What needs to be done: Write the entries below as a two-column CSV with the header command,outline, one row per entry: the full command text goes in the command column and its answer in the outline column. Wrap each field in double quotes and replace any line breaks inside a field with spaces.

Input records:
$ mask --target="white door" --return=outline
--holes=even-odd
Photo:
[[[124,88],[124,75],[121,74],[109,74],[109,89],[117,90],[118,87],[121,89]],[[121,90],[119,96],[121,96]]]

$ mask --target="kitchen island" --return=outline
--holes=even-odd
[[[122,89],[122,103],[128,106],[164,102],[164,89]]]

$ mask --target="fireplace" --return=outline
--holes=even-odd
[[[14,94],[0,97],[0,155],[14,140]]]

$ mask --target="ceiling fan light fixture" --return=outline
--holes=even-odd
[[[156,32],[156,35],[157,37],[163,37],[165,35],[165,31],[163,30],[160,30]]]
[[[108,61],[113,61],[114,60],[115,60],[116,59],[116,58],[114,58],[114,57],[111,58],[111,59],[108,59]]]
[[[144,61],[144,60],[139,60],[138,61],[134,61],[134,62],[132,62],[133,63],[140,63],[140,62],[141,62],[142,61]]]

Answer to the task:
command,outline
"$ mask --target=""white door"" --return=outline --holes=even-odd Photo:","[[[124,88],[124,75],[121,74],[109,74],[109,89],[117,90],[118,87],[121,89]],[[121,90],[119,96],[121,96]]]"
"$ mask --target=""kitchen island"" --return=outline --holes=even-odd","[[[122,89],[122,103],[128,106],[164,102],[164,89]]]"
"$ mask --target=""fireplace"" --return=outline --holes=even-odd","[[[14,94],[0,97],[0,155],[14,140]]]"
"$ mask --target=""ceiling fan light fixture"" --return=outline --holes=even-odd","[[[156,32],[156,35],[157,37],[163,37],[165,35],[165,31],[163,30],[160,30]]] [[[108,61],[113,61],[114,60],[115,60],[116,59],[116,58],[114,58],[114,57],[111,58],[111,59],[108,59]]] [[[144,61],[144,60],[139,60],[138,61],[134,61],[134,62],[132,62],[133,63],[140,63],[140,62],[141,62],[142,61]]]"